START Supplied data

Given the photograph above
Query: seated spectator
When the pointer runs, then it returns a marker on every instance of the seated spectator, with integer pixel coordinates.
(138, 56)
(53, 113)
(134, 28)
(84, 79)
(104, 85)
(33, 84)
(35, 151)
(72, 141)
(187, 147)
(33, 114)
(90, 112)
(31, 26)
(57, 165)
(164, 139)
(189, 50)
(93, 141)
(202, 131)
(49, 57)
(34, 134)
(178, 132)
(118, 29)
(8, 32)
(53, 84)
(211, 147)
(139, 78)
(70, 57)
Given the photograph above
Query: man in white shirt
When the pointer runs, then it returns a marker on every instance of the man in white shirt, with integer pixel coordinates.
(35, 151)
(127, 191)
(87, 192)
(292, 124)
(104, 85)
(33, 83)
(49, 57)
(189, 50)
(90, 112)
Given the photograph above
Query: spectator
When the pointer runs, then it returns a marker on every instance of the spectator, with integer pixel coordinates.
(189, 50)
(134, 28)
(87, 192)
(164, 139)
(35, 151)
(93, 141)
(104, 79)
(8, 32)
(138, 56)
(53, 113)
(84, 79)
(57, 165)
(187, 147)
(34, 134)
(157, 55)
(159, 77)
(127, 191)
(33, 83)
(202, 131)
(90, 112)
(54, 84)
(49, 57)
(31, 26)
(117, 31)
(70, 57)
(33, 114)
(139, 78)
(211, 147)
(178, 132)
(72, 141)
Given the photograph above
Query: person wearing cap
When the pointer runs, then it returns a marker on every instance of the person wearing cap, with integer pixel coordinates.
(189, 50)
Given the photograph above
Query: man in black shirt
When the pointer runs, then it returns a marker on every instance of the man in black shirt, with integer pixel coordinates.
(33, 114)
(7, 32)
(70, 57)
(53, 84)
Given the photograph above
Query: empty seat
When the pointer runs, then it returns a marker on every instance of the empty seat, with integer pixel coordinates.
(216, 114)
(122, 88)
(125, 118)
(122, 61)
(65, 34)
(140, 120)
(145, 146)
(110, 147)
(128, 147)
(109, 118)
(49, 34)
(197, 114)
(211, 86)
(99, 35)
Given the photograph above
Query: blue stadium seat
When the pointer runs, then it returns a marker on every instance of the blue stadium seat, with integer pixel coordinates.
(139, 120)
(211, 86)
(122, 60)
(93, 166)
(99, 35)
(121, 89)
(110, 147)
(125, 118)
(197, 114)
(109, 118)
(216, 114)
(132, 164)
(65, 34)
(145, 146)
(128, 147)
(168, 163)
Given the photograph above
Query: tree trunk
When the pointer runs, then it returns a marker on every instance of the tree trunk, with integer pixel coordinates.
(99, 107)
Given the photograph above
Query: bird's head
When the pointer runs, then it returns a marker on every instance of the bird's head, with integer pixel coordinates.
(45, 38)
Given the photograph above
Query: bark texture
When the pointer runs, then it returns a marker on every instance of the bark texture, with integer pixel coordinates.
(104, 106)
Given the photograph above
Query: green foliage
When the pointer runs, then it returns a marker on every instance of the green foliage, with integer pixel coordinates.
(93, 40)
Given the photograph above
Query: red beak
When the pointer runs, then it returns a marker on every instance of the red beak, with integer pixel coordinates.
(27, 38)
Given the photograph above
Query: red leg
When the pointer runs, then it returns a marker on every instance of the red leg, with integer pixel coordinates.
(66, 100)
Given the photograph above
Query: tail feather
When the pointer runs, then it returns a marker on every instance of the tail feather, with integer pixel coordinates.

END Supplied data
START Supplied data

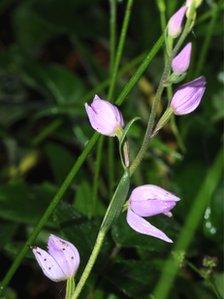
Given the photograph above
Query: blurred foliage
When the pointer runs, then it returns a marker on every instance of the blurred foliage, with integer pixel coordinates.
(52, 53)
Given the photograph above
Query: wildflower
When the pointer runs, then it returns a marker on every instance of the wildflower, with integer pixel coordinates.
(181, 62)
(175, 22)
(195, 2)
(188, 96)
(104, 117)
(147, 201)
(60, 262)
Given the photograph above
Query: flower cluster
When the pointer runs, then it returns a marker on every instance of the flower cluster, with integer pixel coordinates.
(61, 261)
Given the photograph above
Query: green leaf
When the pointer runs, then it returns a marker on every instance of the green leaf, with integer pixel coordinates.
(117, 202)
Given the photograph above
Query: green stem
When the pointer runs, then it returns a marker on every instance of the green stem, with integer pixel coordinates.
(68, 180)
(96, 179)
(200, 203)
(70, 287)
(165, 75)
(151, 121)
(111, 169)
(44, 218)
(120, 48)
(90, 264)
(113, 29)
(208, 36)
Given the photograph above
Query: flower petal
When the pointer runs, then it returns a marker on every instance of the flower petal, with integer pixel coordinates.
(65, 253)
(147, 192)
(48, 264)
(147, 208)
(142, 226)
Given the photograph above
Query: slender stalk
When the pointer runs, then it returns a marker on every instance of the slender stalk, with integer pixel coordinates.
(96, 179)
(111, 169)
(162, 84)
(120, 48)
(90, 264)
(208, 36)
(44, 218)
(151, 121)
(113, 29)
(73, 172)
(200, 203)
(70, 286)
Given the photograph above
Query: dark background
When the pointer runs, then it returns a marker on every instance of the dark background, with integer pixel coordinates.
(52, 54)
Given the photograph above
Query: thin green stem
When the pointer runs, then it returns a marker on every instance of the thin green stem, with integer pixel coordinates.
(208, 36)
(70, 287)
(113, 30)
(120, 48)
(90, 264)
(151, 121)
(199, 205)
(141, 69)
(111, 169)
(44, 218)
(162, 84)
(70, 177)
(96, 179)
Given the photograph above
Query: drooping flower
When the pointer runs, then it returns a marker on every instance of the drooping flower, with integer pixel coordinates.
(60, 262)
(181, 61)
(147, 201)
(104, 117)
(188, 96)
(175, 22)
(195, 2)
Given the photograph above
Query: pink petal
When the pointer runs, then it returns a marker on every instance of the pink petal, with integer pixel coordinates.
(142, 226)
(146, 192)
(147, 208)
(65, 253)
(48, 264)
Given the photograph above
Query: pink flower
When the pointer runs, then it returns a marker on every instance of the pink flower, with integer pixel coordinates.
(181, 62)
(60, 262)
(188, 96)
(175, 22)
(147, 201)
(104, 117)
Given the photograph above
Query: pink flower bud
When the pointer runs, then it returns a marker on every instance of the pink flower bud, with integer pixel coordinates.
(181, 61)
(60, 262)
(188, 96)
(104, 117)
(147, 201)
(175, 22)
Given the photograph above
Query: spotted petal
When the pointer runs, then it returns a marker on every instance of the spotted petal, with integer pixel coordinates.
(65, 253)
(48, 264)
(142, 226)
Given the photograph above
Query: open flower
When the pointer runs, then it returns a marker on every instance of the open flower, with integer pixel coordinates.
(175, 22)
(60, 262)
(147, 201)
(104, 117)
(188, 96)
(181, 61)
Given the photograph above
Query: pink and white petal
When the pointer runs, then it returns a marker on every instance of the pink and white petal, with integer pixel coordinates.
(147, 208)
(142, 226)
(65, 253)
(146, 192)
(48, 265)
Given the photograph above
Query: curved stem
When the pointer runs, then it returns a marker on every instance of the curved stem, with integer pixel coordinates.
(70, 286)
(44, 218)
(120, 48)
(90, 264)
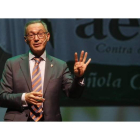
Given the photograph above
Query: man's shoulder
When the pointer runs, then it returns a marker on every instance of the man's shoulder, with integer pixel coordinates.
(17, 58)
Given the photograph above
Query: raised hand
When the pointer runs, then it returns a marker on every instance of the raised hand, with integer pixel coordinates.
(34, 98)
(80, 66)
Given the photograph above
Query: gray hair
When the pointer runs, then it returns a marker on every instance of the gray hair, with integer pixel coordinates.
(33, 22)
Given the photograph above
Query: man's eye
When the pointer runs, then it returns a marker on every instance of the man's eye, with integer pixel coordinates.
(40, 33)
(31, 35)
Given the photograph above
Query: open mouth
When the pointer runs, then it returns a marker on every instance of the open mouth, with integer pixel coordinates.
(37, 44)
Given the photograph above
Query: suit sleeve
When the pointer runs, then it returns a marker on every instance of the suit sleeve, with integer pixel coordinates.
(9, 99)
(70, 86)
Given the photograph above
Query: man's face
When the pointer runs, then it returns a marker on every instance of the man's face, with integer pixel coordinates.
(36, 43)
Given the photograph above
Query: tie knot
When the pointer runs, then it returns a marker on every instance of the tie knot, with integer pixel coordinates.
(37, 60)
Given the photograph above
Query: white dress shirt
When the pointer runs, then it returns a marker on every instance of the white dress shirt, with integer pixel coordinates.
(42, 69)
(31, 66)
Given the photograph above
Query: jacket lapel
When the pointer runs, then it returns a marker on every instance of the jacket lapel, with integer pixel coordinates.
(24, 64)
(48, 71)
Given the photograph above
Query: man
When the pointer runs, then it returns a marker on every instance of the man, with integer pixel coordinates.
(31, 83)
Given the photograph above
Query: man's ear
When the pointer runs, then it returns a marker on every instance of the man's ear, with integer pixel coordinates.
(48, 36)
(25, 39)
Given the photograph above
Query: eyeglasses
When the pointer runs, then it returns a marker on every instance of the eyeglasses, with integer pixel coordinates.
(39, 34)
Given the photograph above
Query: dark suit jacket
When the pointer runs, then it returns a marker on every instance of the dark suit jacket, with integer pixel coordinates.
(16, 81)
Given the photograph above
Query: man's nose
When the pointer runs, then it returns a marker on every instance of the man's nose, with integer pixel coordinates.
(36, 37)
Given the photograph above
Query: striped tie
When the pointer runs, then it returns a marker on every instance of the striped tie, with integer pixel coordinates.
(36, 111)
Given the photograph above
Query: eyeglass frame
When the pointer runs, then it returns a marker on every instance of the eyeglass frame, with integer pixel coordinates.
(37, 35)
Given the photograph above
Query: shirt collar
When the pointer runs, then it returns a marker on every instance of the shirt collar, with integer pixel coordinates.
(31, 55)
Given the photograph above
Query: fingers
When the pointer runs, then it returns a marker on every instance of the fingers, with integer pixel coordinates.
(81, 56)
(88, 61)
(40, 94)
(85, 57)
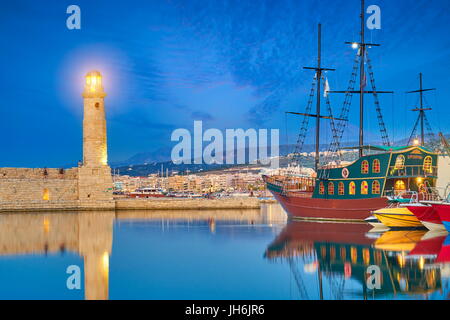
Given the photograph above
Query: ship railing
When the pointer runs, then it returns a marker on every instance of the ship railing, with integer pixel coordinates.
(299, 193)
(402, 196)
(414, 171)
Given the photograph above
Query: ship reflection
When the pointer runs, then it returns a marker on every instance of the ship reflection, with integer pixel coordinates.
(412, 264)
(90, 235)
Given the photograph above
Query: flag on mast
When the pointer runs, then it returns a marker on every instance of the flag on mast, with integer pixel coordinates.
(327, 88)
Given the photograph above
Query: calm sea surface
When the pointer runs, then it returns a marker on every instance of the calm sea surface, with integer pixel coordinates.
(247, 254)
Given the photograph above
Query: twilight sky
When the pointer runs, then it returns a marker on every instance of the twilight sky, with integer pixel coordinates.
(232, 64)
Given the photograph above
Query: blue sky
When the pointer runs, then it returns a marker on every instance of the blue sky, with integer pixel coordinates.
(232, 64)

END Supplied data
START Supplied data

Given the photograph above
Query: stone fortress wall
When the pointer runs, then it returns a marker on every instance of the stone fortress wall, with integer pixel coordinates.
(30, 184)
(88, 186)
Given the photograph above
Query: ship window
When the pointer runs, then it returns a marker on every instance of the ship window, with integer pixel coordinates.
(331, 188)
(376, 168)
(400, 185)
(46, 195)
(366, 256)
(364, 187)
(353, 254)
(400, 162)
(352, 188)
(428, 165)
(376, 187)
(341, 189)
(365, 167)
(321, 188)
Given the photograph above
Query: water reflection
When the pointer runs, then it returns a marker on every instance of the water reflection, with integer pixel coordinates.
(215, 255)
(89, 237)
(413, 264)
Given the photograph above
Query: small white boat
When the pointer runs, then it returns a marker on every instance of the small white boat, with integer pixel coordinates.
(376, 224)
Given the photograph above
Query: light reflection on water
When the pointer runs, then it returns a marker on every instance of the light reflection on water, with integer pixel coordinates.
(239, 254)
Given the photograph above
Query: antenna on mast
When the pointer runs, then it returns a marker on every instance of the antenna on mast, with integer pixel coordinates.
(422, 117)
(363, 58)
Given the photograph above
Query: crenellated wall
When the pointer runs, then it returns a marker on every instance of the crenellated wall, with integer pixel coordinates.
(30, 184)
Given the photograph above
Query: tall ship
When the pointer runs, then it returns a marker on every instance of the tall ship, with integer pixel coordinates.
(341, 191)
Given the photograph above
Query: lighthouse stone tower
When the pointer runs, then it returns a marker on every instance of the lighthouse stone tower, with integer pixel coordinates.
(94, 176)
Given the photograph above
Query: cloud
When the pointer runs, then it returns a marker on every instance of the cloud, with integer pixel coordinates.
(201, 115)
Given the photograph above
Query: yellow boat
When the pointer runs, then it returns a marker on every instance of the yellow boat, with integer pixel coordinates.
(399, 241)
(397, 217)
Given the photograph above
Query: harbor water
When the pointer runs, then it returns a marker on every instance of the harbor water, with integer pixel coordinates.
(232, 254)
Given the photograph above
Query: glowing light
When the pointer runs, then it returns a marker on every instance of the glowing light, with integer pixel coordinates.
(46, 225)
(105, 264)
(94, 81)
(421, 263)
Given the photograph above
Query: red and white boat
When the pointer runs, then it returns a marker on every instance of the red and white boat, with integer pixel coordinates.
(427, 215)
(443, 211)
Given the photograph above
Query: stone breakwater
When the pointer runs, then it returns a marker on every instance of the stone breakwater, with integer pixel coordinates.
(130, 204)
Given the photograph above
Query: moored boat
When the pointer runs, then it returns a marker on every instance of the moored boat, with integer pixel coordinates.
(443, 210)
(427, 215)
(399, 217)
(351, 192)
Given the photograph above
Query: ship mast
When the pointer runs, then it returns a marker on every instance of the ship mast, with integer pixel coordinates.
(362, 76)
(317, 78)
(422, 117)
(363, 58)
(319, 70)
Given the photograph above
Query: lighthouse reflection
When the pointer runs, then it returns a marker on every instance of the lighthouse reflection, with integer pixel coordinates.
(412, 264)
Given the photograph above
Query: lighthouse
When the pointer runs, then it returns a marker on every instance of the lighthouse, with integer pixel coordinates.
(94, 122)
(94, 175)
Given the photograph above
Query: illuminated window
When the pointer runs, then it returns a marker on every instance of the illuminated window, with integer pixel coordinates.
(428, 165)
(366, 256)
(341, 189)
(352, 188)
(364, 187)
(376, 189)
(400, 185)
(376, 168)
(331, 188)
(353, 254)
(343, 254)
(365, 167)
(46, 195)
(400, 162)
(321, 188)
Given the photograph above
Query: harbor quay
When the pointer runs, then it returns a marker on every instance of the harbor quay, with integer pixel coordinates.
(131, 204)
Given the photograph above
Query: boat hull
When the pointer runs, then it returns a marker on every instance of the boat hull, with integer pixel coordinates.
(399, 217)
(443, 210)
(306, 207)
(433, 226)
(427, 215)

END Supplied data

Exercise requirements |
Report the number of lines in the entries above that include the string "tail". Give nothing but the number.

Exercise answer |
2